### Aim of the exercise
Retype, word for word, every line from the one holding "rough mask: <svg" through the one holding "</instance>" in the entries below, both included, and only those lines.

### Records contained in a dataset
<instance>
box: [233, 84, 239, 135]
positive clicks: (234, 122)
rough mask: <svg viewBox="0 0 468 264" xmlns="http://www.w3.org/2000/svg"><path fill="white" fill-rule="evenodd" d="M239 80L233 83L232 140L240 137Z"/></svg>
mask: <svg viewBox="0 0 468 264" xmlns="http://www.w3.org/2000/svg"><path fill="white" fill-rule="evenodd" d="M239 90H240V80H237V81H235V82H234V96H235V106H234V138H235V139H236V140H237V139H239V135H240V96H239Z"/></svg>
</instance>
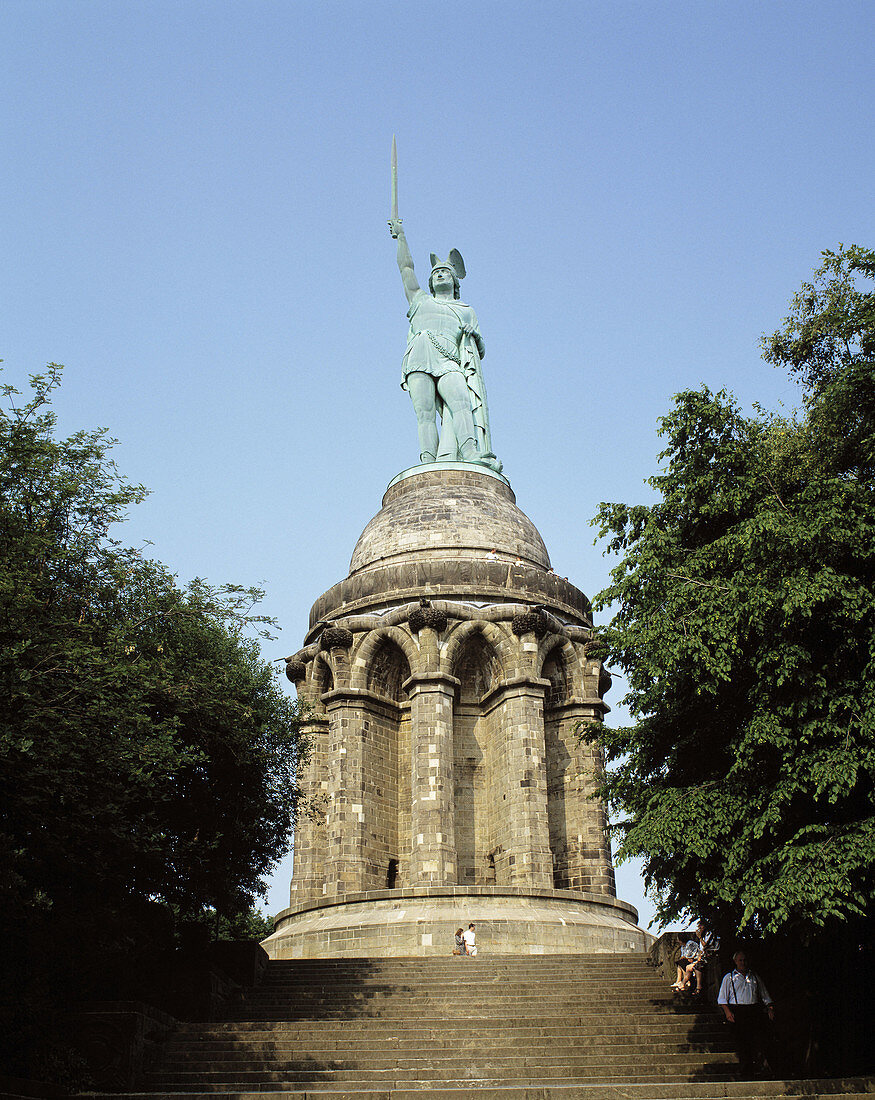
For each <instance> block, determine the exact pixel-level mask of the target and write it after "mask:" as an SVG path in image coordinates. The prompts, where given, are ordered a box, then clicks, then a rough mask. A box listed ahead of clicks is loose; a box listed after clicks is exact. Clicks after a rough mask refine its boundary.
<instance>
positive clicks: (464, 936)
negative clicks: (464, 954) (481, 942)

### Response area
rough mask: <svg viewBox="0 0 468 264" xmlns="http://www.w3.org/2000/svg"><path fill="white" fill-rule="evenodd" d="M239 80L233 83L232 140L240 137Z"/></svg>
mask: <svg viewBox="0 0 468 264" xmlns="http://www.w3.org/2000/svg"><path fill="white" fill-rule="evenodd" d="M239 90H240V80H237V81H235V82H234V96H235V106H234V138H235V139H236V140H237V139H239V135H240V96H239Z"/></svg>
</instance>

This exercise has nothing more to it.